START Selected passage

Lawrence Agcaoili - The Philippine Star
BSP tightens rules for payment systems
BSP Governor Benjamin Diokno said the Monetary Board issued Resolution 1132 last Aug. 26, approving the adoption of the Principles for Financial Market Infrastructure (PFMI) pursuant to the Payment System Oversight Framework and Republic Act 11127 or the National Payment Systems Act.

MANILA, Philippines — The Bangko Sentral ng Pilipinas (BSP) has raised the bar anew for designated payment systems (DPS) amid the surge in digital transactions due to mobility restrictions brought about by the pandemic.

BSP Governor Benjamin Diokno said the Monetary Board issued Resolution 1132 last Aug. 26, approving the adoption of the Principles for Financial Market Infrastructure (PFMI) pursuant to the Payment System Oversight Framework (PSOF) and Republic Act 11127 or the National Payment Systems Act (NPSA).

“In line with the thrust of ensuring the safety, efficiency and reliability of the NPS, the BSP shall require the adoption of the PFMI standard by the DPS, pursuant to the PSOF, and the NPSA,” Diokno said.

END Selected passage
START Source material

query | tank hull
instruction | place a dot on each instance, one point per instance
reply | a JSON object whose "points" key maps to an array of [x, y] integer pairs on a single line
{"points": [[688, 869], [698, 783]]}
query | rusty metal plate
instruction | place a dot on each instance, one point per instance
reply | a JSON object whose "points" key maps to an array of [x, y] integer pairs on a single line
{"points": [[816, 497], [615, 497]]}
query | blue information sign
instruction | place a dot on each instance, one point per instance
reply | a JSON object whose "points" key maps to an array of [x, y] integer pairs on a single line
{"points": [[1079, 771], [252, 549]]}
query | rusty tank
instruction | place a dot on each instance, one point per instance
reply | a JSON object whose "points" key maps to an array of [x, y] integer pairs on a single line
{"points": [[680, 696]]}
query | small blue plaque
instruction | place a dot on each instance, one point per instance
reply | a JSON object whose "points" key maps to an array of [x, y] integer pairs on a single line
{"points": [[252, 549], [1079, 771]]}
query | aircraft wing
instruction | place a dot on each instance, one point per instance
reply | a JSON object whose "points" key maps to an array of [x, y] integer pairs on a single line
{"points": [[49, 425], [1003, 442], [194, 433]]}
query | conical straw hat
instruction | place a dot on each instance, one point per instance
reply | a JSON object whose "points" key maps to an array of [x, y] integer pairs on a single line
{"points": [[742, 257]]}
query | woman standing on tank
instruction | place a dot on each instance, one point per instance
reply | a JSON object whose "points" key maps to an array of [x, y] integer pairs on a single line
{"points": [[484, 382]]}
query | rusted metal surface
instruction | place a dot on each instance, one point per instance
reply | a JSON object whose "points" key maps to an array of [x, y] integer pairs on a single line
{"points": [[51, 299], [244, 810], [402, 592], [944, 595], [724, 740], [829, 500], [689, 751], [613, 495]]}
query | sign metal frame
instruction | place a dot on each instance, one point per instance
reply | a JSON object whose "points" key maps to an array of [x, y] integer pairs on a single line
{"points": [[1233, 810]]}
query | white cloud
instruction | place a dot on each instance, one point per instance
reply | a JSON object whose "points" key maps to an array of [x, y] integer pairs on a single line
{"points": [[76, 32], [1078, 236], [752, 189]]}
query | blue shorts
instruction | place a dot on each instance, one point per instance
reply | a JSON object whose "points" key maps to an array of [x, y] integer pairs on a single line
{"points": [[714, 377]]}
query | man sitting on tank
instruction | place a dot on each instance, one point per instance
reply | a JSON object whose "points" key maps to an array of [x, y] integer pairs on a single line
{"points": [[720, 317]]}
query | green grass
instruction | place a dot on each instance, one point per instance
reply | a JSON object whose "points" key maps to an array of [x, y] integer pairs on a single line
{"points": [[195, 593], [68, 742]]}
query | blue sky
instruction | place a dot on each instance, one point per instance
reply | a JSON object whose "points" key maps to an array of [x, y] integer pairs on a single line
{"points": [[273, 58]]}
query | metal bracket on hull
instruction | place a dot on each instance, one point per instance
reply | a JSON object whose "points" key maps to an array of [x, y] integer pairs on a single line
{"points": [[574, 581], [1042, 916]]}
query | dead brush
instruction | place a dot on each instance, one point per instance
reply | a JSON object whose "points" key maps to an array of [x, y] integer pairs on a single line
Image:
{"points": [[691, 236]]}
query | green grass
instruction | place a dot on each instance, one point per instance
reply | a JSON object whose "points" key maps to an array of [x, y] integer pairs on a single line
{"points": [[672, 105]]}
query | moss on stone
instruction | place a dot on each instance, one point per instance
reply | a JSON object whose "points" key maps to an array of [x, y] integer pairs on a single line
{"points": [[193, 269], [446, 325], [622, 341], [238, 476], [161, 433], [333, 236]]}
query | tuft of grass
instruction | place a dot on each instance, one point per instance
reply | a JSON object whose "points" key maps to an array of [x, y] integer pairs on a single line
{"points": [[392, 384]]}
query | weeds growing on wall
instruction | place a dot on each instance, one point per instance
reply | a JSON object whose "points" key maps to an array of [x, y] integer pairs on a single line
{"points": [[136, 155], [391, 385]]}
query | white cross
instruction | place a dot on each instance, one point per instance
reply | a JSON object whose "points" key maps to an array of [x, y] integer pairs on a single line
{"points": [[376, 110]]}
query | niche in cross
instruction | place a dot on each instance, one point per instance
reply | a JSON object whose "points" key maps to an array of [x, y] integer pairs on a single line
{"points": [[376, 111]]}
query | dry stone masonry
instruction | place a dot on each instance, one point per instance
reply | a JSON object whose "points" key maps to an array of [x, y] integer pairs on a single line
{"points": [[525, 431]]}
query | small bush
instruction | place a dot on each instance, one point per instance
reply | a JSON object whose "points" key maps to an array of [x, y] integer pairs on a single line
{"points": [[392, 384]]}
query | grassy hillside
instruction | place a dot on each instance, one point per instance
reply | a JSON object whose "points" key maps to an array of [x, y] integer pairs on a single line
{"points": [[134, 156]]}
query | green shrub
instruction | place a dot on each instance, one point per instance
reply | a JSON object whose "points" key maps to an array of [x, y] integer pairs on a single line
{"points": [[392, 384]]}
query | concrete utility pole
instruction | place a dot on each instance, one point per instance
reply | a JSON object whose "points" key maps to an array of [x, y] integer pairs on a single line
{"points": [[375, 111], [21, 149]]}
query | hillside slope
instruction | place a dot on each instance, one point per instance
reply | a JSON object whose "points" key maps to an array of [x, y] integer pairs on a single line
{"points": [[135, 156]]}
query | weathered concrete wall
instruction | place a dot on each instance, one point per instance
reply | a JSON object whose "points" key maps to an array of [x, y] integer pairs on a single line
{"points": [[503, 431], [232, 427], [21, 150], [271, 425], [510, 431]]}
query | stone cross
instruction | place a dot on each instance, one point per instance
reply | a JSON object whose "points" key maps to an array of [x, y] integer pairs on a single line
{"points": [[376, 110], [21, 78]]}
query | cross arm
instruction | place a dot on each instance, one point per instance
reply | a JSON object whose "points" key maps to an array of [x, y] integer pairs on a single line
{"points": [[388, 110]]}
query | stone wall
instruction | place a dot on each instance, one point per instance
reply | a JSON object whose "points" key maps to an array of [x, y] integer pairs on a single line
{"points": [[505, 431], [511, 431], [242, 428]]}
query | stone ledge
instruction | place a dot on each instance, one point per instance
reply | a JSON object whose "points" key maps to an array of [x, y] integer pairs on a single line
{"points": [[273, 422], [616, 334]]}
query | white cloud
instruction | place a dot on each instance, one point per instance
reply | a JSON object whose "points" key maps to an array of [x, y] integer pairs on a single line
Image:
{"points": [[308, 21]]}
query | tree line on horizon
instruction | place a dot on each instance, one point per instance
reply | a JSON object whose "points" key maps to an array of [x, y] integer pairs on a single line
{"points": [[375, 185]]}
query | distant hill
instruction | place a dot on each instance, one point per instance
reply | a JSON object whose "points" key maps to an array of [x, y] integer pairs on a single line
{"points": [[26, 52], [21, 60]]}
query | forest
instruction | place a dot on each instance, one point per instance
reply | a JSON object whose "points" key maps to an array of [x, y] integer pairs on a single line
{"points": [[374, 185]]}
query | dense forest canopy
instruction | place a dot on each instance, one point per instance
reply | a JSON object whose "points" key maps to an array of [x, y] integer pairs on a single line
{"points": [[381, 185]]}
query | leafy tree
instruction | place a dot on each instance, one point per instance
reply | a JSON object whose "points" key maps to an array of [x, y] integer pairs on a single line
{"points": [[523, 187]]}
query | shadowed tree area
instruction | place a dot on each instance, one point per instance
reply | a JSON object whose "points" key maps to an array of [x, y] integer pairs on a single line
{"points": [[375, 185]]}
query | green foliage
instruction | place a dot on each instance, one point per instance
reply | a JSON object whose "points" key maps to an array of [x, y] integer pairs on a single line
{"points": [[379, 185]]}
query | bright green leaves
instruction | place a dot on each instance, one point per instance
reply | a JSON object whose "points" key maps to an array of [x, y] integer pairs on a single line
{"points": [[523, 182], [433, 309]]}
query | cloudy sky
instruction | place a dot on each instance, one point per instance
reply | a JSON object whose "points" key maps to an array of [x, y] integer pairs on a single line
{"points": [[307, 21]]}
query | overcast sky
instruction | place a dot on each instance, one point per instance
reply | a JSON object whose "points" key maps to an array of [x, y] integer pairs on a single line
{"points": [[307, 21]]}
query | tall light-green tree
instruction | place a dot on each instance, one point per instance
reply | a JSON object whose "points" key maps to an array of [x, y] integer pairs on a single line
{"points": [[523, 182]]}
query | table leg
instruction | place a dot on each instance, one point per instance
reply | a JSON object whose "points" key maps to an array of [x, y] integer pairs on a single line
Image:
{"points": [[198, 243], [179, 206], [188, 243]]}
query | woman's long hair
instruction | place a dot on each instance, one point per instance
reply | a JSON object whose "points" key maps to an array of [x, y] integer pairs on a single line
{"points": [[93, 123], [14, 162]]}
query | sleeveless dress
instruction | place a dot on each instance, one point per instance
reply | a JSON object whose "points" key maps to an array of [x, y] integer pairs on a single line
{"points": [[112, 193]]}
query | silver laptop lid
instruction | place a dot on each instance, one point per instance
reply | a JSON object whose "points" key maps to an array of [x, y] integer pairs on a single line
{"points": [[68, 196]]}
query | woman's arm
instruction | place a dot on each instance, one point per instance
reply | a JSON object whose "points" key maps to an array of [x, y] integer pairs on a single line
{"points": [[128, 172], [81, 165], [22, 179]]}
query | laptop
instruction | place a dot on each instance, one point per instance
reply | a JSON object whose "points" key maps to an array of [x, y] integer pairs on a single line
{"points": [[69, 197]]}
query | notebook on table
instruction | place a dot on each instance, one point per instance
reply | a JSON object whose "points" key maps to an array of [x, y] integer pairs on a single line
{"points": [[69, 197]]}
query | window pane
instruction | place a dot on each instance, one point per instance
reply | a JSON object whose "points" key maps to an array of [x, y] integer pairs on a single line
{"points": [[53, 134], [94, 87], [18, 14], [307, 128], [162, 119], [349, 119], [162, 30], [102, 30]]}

END Source material

Task instructions:
a: Answer from the payment systems article:
(i) What did the Monetary Board issue last Aug. 26?
(ii) What is Republic Act 11127 also called?
(iii) What caused the surge in digital transactions?
b: Quote the payment systems article word for word, from "Lawrence Agcaoili - The" to "by the pandemic.".
Rely only on the article about payment system rules for what comes next.

Solved tasks:
a:
(i) Resolution 1132
(ii) The National Payment Systems Act
(iii) Mobility restrictions brought about by the pandemic

b:
Lawrence Agcaoili - The Philippine Star
BSP tightens rules for payment systems
BSP Governor Benjamin Diokno said the Monetary Board issued Resolution 1132 last Aug. 26, approving the adoption of the Principles for Financial Market Infrastructure (PFMI) pursuant to the Payment System Oversight Framework and Republic Act 11127 or the National Payment Systems Act.

MANILA, Philippines — The Bangko Sentral ng Pilipinas (BSP) has raised the bar anew for designated payment systems (DPS) amid the surge in digital transactions due to mobility restrictions brought about by the pandemic.